Data listing
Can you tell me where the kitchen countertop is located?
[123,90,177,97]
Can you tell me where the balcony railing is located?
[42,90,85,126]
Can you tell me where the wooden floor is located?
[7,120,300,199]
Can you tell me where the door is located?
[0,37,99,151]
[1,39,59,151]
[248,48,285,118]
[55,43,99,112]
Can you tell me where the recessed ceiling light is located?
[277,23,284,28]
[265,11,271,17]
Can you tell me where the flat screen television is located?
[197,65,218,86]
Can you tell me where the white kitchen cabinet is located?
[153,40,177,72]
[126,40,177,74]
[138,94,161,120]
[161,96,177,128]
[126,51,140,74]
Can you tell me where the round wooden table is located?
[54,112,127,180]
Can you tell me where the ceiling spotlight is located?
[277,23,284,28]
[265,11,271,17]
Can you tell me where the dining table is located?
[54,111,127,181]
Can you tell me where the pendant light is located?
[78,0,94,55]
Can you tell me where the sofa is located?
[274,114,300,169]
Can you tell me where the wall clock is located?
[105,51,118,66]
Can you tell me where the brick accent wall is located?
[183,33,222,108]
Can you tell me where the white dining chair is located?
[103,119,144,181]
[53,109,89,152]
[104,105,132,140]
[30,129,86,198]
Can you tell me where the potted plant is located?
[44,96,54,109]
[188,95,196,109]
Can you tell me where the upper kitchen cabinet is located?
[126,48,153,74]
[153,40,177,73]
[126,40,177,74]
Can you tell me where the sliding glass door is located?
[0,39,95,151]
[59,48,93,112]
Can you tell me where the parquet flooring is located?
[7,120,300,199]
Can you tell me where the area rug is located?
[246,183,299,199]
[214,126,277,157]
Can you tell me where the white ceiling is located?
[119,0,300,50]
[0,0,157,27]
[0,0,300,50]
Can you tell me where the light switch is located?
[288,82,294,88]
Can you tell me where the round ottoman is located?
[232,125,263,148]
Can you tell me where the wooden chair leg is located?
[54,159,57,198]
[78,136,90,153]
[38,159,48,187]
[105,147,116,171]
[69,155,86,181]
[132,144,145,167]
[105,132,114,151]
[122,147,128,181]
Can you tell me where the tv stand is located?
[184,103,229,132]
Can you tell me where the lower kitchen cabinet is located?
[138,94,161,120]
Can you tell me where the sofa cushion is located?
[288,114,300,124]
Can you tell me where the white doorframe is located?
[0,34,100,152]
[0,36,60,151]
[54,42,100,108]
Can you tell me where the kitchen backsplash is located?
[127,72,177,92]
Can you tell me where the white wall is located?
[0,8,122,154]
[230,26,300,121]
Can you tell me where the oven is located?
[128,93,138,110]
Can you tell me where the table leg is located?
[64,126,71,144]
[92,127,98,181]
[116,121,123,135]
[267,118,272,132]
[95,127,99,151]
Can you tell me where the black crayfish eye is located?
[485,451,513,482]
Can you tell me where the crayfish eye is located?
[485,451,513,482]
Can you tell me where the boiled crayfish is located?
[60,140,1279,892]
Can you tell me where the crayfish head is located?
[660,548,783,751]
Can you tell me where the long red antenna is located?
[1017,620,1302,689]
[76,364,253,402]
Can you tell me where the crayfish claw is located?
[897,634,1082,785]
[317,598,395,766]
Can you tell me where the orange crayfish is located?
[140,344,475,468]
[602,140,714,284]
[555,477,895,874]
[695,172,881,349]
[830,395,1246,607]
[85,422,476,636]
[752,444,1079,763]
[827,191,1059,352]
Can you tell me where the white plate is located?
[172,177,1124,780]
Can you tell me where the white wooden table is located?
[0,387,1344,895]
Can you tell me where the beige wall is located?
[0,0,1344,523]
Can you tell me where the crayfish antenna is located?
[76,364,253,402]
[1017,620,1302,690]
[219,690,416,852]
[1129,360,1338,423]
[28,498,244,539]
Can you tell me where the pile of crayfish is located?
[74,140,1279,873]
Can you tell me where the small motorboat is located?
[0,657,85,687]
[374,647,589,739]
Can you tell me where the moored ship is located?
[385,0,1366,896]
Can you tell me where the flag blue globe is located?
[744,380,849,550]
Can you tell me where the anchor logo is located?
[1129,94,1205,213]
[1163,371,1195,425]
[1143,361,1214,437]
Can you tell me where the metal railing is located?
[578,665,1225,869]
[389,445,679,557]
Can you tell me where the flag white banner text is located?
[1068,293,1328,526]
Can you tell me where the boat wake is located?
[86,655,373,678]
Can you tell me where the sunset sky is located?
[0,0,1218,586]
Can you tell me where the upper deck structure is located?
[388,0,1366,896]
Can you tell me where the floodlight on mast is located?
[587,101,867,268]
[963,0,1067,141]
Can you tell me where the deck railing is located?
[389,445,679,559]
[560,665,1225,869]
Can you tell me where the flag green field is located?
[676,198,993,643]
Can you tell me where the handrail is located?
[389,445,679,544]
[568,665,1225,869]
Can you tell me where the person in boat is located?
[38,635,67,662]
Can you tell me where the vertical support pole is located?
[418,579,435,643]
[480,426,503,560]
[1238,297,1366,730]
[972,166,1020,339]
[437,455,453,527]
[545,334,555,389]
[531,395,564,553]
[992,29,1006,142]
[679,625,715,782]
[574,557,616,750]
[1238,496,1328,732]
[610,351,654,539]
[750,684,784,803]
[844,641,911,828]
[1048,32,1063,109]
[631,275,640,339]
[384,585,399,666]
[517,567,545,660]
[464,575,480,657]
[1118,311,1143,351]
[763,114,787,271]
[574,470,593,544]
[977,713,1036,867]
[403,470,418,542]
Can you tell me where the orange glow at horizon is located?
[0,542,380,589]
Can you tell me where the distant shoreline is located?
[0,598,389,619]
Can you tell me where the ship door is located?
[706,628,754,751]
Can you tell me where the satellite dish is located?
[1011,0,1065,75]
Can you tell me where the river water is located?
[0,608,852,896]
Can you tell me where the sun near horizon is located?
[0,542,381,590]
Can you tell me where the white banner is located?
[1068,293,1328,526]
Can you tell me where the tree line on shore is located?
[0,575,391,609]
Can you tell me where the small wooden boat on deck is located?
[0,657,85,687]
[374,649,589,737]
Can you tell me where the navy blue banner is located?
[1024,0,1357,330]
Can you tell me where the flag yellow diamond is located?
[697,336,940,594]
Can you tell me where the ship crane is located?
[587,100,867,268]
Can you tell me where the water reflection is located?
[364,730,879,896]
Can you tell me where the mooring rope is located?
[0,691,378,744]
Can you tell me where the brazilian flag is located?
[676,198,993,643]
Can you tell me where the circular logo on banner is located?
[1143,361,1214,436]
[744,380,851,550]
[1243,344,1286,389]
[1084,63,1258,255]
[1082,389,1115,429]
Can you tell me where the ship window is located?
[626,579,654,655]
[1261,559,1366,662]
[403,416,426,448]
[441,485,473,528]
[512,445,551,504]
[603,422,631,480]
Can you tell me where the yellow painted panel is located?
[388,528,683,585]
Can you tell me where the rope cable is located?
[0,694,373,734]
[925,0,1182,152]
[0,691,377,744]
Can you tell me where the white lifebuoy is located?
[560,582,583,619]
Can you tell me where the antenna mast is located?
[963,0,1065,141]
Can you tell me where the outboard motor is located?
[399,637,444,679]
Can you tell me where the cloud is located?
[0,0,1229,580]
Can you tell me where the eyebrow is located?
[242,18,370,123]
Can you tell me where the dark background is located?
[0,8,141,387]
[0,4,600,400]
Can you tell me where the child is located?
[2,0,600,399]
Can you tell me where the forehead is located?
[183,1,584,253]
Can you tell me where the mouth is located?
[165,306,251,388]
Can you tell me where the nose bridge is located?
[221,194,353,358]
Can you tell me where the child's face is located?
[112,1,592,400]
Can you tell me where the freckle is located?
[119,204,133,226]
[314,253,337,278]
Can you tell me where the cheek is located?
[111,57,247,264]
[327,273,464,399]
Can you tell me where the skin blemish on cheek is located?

**TASK DETAILS:** Edit the listing from the line with "Can you tell me where the beige" up to and including the line with "[568,665,1225,869]", replacing "moored ship" with "docked ship" and keeping everything else the same. Give back only those lines.

**CORRECT RESULT:**
Can you tell me where the beige wall is located?
[0,0,1344,523]
Can you tell me where the crayfish antenna is located?
[76,364,253,402]
[1017,620,1302,690]
[219,690,416,852]
[1129,360,1338,423]
[28,498,244,539]
Can you tell me where the pile of crayfish is located?
[74,140,1279,873]
Can you tell me where the small motorboat is located?
[0,657,85,687]
[374,647,589,739]
Can you tell me where the docked ship is located?
[385,0,1366,896]
Can you tell me where the flag blue globe is located?
[744,380,849,550]
Can you tell me where the anchor logo is located?
[1129,94,1205,213]
[1163,371,1195,425]
[1143,361,1214,437]
Can you tell me where the metal railing is located?
[578,665,1225,869]
[389,445,679,557]
Can you tell me where the flag white banner text is located?
[1068,293,1328,526]
Can you tell me where the boat wake is located?
[86,655,373,678]
Can you tell me where the sunset sky is located?
[0,0,1218,586]
Can you tell me where the upper deck structure is located?
[388,0,1366,896]
Can you tell me where the floodlight on mast is located?
[587,101,867,268]
[963,0,1067,141]
Can you tell me where the deck railing is located?
[389,445,679,559]
[560,665,1225,869]
Can you tell me where the flag green field is located?
[676,198,993,643]
Can you tell me where the handrail is located?
[389,445,679,544]
[568,665,1225,869]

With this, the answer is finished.